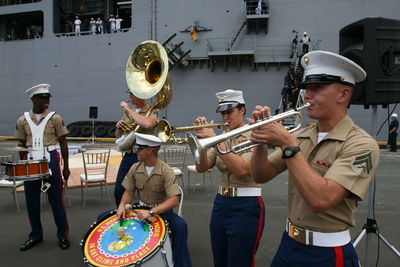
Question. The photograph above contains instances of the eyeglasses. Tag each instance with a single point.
(139, 147)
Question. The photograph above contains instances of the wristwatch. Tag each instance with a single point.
(290, 151)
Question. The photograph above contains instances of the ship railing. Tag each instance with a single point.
(241, 43)
(252, 8)
(68, 34)
(16, 2)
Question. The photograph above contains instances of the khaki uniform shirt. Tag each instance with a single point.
(55, 128)
(228, 178)
(143, 111)
(347, 155)
(154, 188)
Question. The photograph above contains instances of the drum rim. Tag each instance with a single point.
(24, 162)
(140, 261)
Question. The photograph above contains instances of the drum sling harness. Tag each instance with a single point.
(38, 150)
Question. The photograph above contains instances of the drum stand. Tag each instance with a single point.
(92, 138)
(371, 226)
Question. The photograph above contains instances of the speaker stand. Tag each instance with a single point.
(92, 138)
(371, 226)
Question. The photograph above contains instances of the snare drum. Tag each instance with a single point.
(144, 244)
(22, 170)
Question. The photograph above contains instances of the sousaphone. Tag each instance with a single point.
(147, 76)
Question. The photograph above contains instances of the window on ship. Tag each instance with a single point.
(21, 26)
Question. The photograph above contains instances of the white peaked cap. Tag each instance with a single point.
(147, 140)
(229, 99)
(327, 67)
(43, 88)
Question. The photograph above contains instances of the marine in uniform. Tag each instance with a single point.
(393, 126)
(77, 24)
(238, 215)
(157, 188)
(131, 116)
(330, 166)
(52, 131)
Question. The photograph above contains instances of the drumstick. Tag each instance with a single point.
(129, 207)
(121, 230)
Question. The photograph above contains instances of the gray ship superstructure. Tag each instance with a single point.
(237, 47)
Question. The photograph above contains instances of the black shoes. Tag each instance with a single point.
(64, 243)
(30, 244)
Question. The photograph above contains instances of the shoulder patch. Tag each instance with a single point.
(362, 165)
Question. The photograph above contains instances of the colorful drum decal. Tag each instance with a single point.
(104, 247)
(27, 169)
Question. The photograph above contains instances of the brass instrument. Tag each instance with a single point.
(199, 145)
(147, 75)
(167, 133)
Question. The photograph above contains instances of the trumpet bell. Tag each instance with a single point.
(164, 130)
(147, 69)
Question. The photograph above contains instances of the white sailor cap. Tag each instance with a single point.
(40, 89)
(327, 67)
(229, 99)
(147, 140)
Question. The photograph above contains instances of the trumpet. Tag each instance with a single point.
(167, 133)
(199, 145)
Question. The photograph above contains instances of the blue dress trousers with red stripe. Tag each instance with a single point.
(236, 227)
(32, 197)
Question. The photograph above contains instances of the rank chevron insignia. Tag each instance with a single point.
(363, 164)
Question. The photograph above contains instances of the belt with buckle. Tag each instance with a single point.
(228, 191)
(51, 148)
(142, 204)
(320, 239)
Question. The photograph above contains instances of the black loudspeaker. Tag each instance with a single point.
(374, 44)
(93, 112)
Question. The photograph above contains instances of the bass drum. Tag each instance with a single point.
(144, 244)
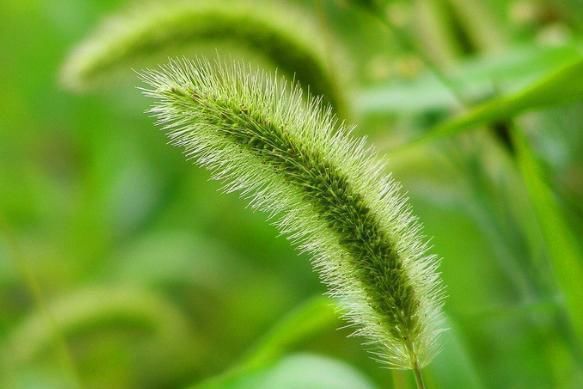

□ □ □ □

Directions.
Return verbatim every line starting with the one that contains "Question. The photograph above contains instances of the bass" and going on through the end of the records, with both ends included. Leave the pictures out of your answer.

Exercise answer.
Question. The photograph above contains instances of the bass drum. Tag each instance with a single point.
(144, 244)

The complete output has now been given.